**Texto selecionado**
As Origens do Super-Homem – Quinta Parte
Numa tentativa final de atualizar a imagem do Super-Homem, Clark Kent deixa o Planeta Diário. O jornal tinha sido comprado por Morgan Edge, uma mescla de Rupert Murdoch e Don Corleone. Engolido completamente pelo Sistema Galáxia de Telecomunicações de Edge, o venerável Planeta tornou-se apenas uma pequena engrenagem num grande império da mídia, e Kent transformou-se em âncora do SGT. Com o cabelo devidamente tratado, gravatas largas e chamativas, o “novo” Clark parecia distante da criação de Siegel e Shuster. E, para muitos, o conceito de Clark como personalidade televisiva pareceu problemático desde o início. Se, digamos, o Cid Moreira fosse secretamente o Homem de Aço, como ele poderia cobrir um desastre natural ou um sequestro ao vivo e ainda cumprir seu dever heróico? O trabalho de Clark como repórter de jornal dava exatamente a mobilidade de que ele necessitava para, simultaneamente, cobrir histórias chamativas e ainda salvar a pátria como Super-Homem. No entanto, estar diante das câmaras comprometia demais sua tão necessária liberdade.

**Problema proposto**
Com base no texto sobre o Super-Homem, responda:
(a) Quem comprou o Planeta Diário?
(b) Em que Kent se transformou no Sistema Galáxia de Telecomunicações?
(c) Segundo o texto, o que comprometia demais a liberdade de Clark?

**Dados fornecidos**
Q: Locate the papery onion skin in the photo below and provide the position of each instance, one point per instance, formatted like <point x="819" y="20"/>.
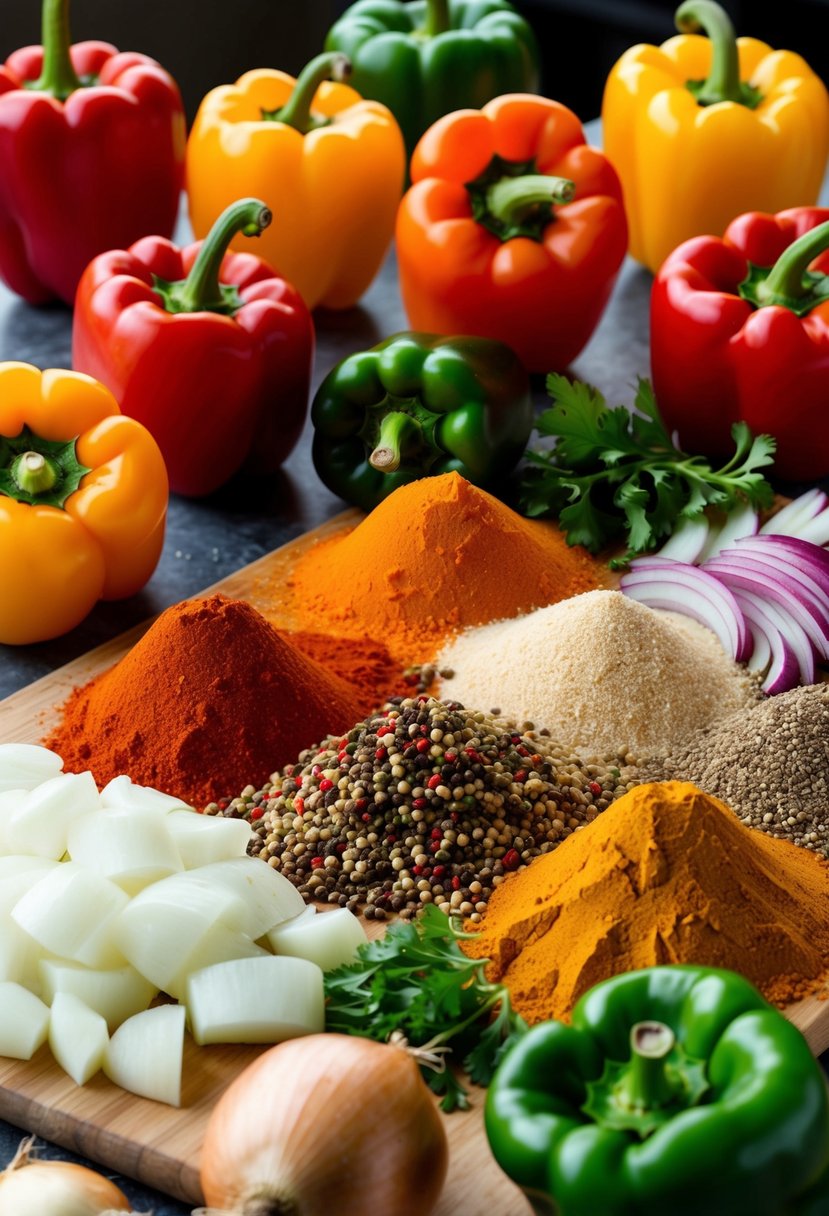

**Solução abaixo**
(a) Morgan Edge.
(b) Em âncora do SGT.
(c) Estar diante das câmaras.